## Exercise
Return each of the entries below line for line, with no changes, and omit the pictures.

====== Records for processing ======

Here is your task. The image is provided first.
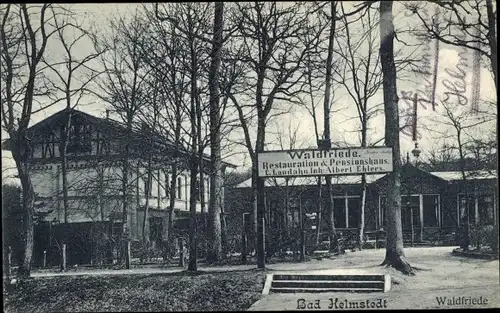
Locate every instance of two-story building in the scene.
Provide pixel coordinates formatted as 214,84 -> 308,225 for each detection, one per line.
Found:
4,110 -> 233,265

======

## Solution for this problem
Here is your task. The image is provided first.
Locate every instance of two-story building in the scene.
Provide pixel coordinates formatted as 214,84 -> 308,225 for each detection, one per line.
Found:
4,110 -> 233,265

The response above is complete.